Requirement 1 :: In the body clock article, what hormone does blue light slow the production of?
Requirement 2 :: What conditions does the body clock article say people who don't regularly sleep 7 to 9 hours tend to have more of? List all of them.
Requirement 3 :: Reproduce the body clock article's wording from "Jan 13, 2022" to "probably the lights.".

Understanding Your Body Clock

Understanding Your Body Clock

Jan 13, 2022

If you like to enjoy a good book at night but have turned to electronic books of late and now have trouble sleeping, it’s the electronics that are to blame, not your reading material, and it’s probably the lights.

 

Circadian Rhythm

 

Everyone has an internal body clock, called your circadian rhythm. This internal clock uses cues from your environment and the light in your surroundings to help determine the time of day to deliver various chemicals like melatonin to your body properly. If you expose your body to the wrong light at the wrong time, you may disrupt your sleep.

 

Blue Light

 

The blue light emitting from your screens and some other types of light disrupt your body clock because it slows the production of the sleep hormone melatonin. So if you regularly look at your phone, read on your eReader, or even have lights coming from other devices in your bedroom, it will cause you to have sleep disturbances even if you’re not fully aware of them.

 

Everyone’s Different

 

Some people have naturally late body clocks, and their body prefers sleeping later in the morning than others. If you are a late-night person and need to be a morning person due to your job and other responsibilities, eliminating blue light two to three hours before bed is ideal.

 

The Importance of Sleep

 

Most of society has ignored how vital sleep is. Most people live in what can be described as a 24/7 environment and often have to work at any hour too. This is very disturbing because your body does so much healing during nighttime sleep that sleeping in the day will not help. If people don’t sleep at least 7 to 9 hours a night, they will not be as productive and might even make themselves sick.

 

Your Immune System

 

Sleeping regularly 7 to 9 hours every single night, yes at night, is associated with less illness due to improved immunity. But people who were shorting themselves on sleep, especially at night, often got sick more often with colds and serious illnesses.

 

The Dangers of Bad Sleep

 

People who report not sleeping regularly for 7 to 9 hours tend to have more heart disease, diabetes, obesity, and poor brain function than those who sleep as nature intended every night. In addition, studies show damage to your genetics and harmful effects on your DNA, causing your body to produce more proteins, leading to more disease due to inflammation when faced with a lack of sleep nightly.

 

The point of learning about this is to accept the reality that you need to sleep every single night regularly, 7 to 9 hours, as much as humanly possible. Naturally, you may not be in a position to change jobs right now, but if you’re having issues already, it’s best to know the truth so you can adjust your lifestyle accordingly.

Excerpted data ::
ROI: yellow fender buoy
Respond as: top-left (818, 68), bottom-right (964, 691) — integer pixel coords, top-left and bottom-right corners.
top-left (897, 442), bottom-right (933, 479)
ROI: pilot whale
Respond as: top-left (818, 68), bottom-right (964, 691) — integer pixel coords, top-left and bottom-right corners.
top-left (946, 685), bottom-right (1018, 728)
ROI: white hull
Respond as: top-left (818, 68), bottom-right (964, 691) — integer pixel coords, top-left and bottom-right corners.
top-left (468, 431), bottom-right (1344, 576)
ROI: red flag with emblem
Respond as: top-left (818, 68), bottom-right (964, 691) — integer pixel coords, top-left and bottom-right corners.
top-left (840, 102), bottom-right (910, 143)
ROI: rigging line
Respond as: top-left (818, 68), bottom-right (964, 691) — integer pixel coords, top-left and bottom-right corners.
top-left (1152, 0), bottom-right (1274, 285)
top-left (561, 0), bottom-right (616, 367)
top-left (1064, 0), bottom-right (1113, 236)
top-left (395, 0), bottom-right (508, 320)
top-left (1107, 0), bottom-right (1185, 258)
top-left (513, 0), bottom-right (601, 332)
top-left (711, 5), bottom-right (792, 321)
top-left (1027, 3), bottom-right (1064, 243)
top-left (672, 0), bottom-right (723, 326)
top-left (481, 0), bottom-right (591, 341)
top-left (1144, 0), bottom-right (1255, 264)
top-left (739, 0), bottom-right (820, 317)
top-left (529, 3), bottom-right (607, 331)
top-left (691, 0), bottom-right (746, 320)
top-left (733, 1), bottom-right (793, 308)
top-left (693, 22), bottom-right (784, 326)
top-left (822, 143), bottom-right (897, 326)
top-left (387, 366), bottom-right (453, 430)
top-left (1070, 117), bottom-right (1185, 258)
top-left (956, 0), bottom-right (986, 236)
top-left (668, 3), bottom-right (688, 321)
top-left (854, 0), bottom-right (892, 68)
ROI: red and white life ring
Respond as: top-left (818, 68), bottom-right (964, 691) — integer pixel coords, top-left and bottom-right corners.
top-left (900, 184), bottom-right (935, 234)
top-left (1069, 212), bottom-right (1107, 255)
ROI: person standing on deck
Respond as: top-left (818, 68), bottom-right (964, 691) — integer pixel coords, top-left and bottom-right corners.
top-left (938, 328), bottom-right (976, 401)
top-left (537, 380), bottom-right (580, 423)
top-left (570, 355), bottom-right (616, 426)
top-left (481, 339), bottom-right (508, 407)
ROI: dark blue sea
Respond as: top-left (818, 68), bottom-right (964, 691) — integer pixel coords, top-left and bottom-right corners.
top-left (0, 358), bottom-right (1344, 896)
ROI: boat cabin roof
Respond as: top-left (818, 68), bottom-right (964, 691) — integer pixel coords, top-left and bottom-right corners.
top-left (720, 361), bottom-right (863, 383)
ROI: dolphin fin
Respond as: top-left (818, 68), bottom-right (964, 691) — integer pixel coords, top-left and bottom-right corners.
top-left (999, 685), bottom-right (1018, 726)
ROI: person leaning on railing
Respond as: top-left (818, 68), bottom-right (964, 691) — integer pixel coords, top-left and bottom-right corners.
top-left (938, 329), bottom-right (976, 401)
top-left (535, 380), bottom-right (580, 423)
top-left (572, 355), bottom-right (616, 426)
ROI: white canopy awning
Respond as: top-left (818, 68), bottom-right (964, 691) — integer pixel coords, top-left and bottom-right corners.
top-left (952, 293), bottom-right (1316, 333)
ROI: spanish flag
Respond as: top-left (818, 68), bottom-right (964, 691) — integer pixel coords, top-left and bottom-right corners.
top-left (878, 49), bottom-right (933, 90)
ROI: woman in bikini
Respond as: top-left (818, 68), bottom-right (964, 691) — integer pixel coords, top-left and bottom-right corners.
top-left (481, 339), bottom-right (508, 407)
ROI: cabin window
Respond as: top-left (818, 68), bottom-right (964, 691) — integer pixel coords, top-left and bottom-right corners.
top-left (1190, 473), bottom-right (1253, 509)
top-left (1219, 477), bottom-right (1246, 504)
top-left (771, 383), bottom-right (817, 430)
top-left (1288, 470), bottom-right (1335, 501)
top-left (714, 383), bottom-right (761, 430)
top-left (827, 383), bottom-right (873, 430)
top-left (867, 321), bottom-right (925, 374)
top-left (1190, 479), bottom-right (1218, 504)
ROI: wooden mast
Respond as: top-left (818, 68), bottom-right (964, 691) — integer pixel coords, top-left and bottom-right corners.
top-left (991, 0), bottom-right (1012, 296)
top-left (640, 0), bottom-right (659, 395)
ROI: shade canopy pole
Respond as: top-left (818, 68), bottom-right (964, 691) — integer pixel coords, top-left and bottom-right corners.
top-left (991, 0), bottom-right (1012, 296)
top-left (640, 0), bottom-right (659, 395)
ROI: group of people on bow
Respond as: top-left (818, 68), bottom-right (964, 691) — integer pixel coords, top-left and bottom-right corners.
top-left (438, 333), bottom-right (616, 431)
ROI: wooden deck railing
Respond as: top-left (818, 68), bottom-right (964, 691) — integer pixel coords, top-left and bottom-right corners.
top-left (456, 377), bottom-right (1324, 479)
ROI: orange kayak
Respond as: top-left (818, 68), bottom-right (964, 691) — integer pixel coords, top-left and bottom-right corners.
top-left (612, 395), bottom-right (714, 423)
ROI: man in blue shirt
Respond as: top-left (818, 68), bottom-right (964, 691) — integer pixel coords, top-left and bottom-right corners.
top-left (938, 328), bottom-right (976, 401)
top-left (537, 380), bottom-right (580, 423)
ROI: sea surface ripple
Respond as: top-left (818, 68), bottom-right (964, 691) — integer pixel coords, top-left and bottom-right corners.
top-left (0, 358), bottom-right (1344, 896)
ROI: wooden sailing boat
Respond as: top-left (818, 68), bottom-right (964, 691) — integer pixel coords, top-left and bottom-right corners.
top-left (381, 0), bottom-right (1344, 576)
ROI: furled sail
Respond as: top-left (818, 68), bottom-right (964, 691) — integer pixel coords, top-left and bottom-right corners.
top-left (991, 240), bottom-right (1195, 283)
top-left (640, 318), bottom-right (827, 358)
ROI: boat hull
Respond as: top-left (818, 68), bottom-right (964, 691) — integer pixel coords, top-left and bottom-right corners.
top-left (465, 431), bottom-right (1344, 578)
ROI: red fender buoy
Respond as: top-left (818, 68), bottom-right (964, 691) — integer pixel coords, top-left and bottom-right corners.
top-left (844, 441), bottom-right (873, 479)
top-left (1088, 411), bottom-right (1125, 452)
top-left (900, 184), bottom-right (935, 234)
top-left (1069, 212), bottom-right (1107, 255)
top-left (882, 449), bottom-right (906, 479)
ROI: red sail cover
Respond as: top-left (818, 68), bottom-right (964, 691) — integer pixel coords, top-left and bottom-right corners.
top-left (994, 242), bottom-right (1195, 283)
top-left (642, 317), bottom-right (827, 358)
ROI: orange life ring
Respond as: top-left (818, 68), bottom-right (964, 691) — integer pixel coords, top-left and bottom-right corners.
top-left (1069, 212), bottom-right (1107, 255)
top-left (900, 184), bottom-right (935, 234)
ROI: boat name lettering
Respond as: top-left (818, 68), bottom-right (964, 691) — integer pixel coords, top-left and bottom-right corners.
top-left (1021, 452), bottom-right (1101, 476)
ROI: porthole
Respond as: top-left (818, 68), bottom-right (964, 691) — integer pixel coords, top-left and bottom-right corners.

Exercise answer 1 :: Melatonin.

Exercise answer 2 :: Heart disease, diabetes, obesity, and poor brain function.

Exercise answer 3 ::
Jan 13, 2022

If you like to enjoy a good book at night but have turned to electronic books of late and now have trouble sleeping, it’s the electronics that are to blame, not your reading material, and it’s probably the lights.